Where does the word "gray" show up in the data? Please find each such line and copy it.

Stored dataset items
++++++++++

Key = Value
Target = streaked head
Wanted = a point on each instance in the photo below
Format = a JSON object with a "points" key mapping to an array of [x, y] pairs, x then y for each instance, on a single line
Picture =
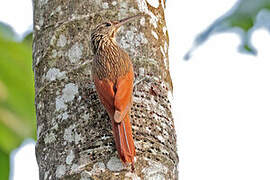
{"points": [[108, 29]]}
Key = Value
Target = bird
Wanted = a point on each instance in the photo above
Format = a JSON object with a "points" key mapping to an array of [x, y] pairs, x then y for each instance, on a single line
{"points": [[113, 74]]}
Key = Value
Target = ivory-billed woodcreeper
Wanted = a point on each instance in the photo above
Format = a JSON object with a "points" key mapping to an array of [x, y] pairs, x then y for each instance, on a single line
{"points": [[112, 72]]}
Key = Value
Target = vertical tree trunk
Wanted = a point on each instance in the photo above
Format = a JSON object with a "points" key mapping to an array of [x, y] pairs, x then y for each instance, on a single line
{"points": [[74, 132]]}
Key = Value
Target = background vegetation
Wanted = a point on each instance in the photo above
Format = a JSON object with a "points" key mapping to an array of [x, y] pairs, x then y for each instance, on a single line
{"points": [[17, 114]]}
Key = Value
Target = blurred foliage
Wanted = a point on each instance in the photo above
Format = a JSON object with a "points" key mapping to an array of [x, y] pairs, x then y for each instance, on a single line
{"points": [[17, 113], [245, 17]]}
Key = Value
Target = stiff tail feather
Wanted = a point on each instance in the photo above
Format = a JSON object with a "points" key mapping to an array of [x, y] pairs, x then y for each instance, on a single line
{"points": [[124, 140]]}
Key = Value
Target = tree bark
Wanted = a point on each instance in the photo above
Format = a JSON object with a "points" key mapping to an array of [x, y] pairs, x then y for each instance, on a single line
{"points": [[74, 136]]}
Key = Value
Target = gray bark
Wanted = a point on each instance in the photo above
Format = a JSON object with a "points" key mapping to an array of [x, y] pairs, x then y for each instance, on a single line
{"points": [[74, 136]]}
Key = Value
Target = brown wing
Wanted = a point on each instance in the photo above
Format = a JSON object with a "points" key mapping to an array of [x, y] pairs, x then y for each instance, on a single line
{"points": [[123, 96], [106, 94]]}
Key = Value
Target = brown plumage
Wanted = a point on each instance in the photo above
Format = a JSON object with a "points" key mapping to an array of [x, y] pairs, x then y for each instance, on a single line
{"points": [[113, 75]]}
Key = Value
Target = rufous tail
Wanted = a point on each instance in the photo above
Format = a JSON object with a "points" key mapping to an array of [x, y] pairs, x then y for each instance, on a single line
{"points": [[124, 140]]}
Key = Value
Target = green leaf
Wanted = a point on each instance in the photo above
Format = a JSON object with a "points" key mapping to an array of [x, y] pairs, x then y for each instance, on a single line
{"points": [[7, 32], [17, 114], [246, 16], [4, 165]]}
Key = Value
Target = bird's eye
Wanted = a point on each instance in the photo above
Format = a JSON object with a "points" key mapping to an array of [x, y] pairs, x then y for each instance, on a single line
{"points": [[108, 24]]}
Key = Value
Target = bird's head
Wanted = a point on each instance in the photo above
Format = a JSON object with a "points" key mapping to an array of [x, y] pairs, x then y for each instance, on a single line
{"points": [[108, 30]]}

++++++++++

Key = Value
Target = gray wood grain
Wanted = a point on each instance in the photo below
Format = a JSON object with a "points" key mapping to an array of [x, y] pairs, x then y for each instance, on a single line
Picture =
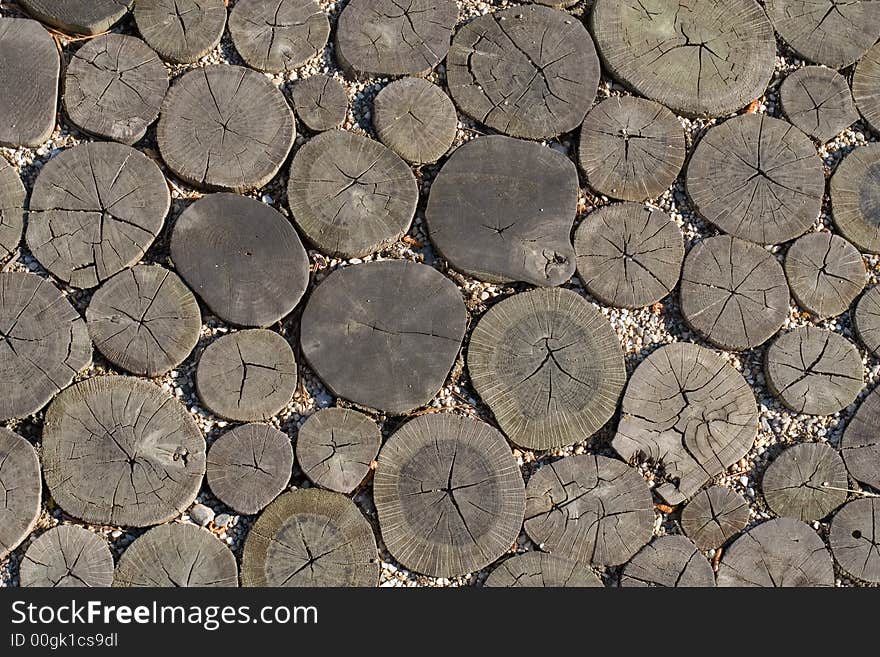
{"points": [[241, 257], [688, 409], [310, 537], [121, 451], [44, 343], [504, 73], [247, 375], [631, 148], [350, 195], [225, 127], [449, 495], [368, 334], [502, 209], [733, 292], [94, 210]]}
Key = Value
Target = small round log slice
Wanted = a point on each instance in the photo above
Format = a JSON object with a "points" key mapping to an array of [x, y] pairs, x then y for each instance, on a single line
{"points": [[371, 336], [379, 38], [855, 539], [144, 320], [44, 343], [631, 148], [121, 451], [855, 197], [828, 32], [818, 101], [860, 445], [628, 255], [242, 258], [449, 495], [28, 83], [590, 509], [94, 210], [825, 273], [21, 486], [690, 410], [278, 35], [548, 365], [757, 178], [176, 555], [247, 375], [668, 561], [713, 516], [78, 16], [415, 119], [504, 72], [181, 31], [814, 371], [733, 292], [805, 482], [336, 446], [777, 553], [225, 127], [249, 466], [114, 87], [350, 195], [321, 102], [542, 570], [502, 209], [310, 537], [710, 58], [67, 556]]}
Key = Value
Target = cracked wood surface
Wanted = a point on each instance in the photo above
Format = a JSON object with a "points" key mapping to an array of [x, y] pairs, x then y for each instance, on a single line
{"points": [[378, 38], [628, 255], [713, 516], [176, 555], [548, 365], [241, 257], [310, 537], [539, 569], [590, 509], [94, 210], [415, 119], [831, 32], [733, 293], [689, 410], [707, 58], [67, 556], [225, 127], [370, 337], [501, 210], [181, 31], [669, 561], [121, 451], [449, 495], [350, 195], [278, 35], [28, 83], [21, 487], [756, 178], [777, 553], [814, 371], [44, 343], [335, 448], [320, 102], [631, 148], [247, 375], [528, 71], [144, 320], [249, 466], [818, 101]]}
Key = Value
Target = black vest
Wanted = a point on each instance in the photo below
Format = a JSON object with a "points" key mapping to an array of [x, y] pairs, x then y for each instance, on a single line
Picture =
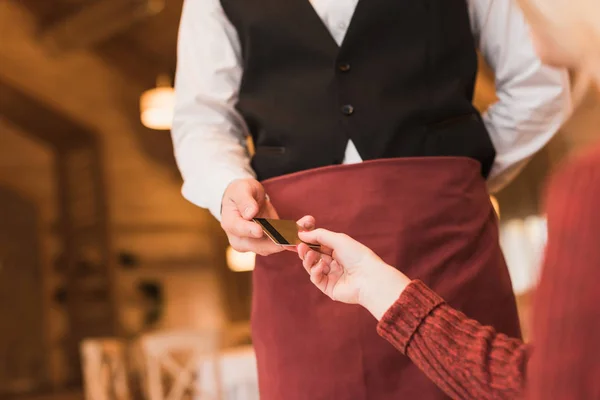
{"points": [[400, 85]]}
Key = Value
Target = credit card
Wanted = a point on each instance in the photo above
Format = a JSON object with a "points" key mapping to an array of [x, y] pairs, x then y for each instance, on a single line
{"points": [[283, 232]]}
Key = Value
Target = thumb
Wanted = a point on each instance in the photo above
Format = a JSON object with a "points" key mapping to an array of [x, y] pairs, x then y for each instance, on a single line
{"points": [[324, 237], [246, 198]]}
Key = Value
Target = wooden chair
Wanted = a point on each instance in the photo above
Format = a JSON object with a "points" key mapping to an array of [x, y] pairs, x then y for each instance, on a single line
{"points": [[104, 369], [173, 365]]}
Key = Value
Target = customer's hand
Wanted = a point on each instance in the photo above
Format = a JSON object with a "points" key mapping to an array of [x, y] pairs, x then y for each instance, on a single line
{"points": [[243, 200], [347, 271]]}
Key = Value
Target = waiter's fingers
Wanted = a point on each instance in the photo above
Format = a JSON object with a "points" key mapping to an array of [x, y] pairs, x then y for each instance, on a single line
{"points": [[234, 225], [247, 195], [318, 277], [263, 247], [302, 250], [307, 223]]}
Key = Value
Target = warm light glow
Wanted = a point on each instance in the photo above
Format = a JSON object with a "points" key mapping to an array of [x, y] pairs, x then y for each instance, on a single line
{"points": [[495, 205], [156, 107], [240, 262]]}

++++++++++

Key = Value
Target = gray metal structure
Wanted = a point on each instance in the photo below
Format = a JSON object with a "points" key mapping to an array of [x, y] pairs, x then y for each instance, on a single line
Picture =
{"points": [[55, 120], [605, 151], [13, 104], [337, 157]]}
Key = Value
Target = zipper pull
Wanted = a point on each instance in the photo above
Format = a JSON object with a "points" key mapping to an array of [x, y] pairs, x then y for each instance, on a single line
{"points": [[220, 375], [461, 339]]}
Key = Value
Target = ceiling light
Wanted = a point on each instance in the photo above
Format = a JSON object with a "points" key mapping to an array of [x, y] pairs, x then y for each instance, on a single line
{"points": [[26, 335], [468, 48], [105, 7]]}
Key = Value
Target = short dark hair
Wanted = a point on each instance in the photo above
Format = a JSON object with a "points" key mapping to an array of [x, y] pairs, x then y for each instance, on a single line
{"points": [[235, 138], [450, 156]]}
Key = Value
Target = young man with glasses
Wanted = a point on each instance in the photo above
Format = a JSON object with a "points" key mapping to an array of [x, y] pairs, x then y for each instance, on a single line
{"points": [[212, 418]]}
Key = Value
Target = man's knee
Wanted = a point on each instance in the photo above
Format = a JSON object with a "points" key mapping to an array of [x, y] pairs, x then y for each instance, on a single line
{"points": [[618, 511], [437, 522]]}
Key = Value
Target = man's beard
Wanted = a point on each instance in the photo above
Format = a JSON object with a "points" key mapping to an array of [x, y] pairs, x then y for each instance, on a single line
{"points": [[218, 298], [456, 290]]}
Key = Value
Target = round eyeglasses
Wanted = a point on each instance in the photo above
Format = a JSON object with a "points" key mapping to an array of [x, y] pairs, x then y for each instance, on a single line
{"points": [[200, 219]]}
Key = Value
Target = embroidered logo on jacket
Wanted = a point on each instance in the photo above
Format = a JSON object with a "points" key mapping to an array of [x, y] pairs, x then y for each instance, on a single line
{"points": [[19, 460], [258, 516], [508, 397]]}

++++++++++

* [SOLUTION]
Target = gray bark
Target = gray wood grain
Target = gray metal structure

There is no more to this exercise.